## Selected excerpt
====================

So, now the Mother Earth crowd finally has it’s dream of dreams coming true. Americans are shunning the hulking SUVs in droves, and in favor of the sexed-up AMC Pacers, which are purported to be able to go from here to the moon and back on a single gallon of fuel squeezed from lemon peels and the direct byproducts of a taco-eating contest. Yes, for the purposes of stretching a greatly devalued buck, Americans have been all but forced to go small and effeminate.

If we want to keep our satellite dishes, our 400-inch televisions, our central air, our in-ground pools, our landscapers, our garishly huge ATVs, our in-car GPS, our Onstar emergency gadgets, our palm-sized texting devices and our appointments to have our sagging asses restored to what they were before gravity savaged them, the gas-guzzlers must go the way of the dinosaurs.

====================

Entries taken from a collection
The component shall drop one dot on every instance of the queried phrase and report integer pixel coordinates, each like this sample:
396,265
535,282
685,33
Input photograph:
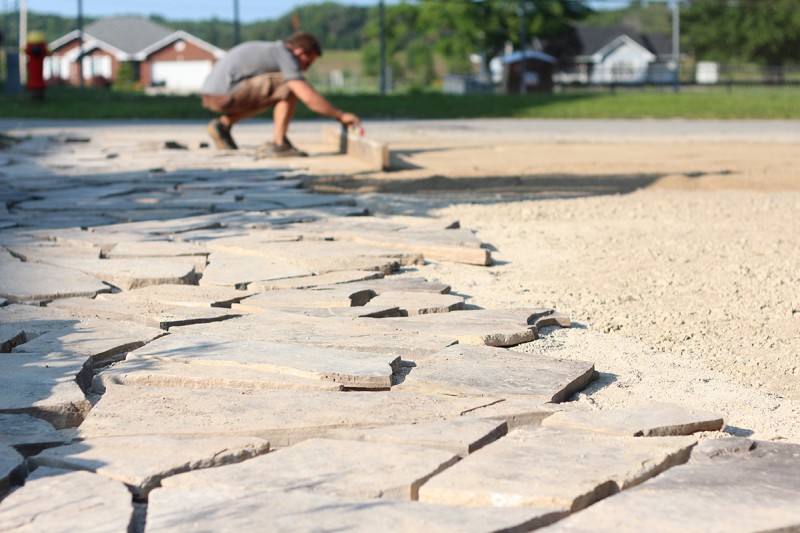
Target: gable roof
129,34
594,38
131,37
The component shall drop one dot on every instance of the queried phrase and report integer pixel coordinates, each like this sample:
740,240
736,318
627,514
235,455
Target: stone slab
537,467
100,340
179,295
480,326
57,501
349,469
652,420
156,373
239,271
45,386
306,298
351,369
419,303
283,418
12,468
179,509
461,436
156,316
736,490
358,334
28,435
142,462
463,369
308,282
129,274
33,282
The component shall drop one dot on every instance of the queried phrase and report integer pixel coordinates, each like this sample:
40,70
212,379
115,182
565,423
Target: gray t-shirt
251,59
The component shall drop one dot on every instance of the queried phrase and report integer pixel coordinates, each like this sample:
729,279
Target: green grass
708,103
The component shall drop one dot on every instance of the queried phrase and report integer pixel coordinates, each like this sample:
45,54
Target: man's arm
319,104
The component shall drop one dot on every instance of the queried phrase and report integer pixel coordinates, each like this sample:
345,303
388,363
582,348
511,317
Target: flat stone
170,509
157,373
653,420
461,436
351,369
45,386
239,271
745,490
179,295
96,339
400,284
142,462
481,326
132,273
348,469
320,257
358,334
309,298
307,282
56,500
419,303
28,435
157,316
537,467
283,418
462,369
33,282
12,468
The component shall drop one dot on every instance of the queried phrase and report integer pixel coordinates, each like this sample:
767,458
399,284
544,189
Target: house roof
129,34
528,54
594,38
131,38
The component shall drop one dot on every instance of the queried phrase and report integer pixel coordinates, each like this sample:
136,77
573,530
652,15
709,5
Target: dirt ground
677,258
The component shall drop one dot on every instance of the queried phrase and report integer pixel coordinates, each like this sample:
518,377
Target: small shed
528,71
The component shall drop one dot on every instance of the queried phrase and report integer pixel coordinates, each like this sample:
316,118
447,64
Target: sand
677,255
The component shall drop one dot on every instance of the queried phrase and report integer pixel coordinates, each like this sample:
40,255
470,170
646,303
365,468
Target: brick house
174,61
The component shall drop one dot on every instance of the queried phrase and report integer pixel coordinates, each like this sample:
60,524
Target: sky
249,10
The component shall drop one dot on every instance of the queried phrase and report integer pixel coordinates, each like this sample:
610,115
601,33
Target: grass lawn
690,103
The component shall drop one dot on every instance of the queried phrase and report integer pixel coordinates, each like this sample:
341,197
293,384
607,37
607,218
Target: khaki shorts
250,96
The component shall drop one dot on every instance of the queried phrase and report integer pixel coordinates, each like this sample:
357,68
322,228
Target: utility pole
23,40
522,39
382,26
676,44
80,45
237,31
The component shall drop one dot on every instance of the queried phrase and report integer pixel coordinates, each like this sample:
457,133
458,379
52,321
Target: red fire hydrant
36,50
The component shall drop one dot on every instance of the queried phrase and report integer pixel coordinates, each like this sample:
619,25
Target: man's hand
350,120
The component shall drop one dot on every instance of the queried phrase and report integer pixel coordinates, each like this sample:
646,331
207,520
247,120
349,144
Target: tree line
765,32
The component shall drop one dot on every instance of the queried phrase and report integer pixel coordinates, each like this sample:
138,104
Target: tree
464,27
766,32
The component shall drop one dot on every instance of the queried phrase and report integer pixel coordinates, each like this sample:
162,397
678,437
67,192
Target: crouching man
257,75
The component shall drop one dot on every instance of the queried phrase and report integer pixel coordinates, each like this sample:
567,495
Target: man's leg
282,116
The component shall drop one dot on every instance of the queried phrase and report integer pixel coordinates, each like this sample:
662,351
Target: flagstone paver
142,462
461,436
483,370
350,469
749,489
537,467
652,420
352,369
34,283
57,500
178,509
28,435
282,417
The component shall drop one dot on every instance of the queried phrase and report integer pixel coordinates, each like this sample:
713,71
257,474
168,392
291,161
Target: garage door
181,76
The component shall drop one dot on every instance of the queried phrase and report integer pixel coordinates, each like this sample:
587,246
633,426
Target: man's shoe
271,150
221,135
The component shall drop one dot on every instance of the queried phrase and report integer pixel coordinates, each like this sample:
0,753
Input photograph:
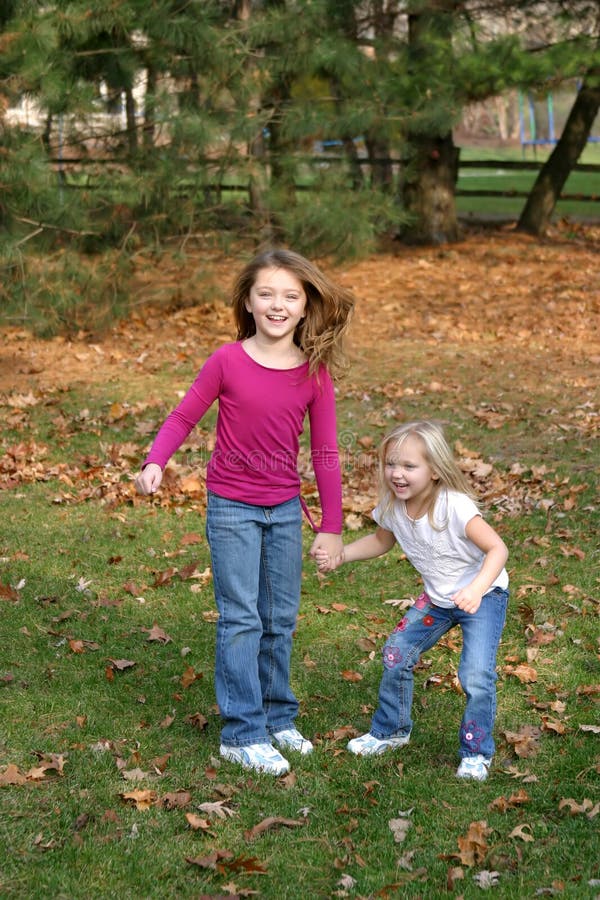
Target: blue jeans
256,555
422,627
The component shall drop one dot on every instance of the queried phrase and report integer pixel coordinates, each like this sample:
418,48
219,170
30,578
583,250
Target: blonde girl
426,506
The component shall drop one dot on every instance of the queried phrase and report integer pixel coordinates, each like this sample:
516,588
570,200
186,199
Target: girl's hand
331,544
149,479
467,599
326,563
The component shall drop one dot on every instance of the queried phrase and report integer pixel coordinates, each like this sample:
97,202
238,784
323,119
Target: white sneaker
260,757
369,745
475,767
291,739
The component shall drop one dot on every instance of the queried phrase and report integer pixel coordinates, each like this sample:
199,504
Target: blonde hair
439,457
328,308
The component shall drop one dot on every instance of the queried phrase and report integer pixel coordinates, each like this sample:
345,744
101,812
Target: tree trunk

====================

## What to do
a – Copy the commentary on gas-guzzlers above, from the passage between "If we want to" and "of the dinosaurs.", inclusive.
b – Answer these questions about the commentary on gas-guzzlers above:
(i) Which vehicles are Americans said to be shunning in droves?
(ii) What cars are Americans turning to in their place?
(iii) According to the final paragraph, the gas-guzzlers must go the way of what?
c – Write the next passage of the commentary on gas-guzzlers above, beginning after its last sentence.

## Outputs by task
a –
If we want to keep our satellite dishes, our 400-inch televisions, our central air, our in-ground pools, our landscapers, our garishly huge ATVs, our in-car GPS, our Onstar emergency gadgets, our palm-sized texting devices and our appointments to have our sagging asses restored to what they were before gravity savaged them, the gas-guzzlers must go the way of the dinosaurs.

b –
(i) The hulking SUVs.
(ii) The sexed-up AMC Pacers.
(iii) The dinosaurs.

c –
And the way I see it, they’re not coming back. They’re not coming back because our party-first, country second politicians can’t even be honest enough to identify the true source of the fuel crunch problem. One side says it’s a supply versus demand reality. And the other says it’s the shameful work of some of this country’s largest employers and largest contributors to the bottomless tax vault, the dreaded Big Oil. There is no unity, no solidarity of purpose for the sake of national security. No, there is only political wrangling of the most debilitating, possibly, the most devastating sort. One says we need a clear strategy and immediate action. The other says we need to inflict further punitive taxation upon companies already paying the second-highest corporate tax rates in the world. One sounds right. One sounds ridiculous.

Long story short, enjoy your new rice burner. Or your lemon peel burner. Your weed/electric-powered hydrogen whatchamacallit. Your flatulence-powered hybrid thingamabob. Your Schwinn. Whatever it may be. And get used to it. Oh, yeah. And tell your kids not to hit it with a half-inflated beach ball, because to do so would probably result in $2,000 worth of damage to it’s carbon fiber and plastic exoskeleton held together by cellulose extracted from bio-engineered bamboo.

Welcome to the automotive Rapture.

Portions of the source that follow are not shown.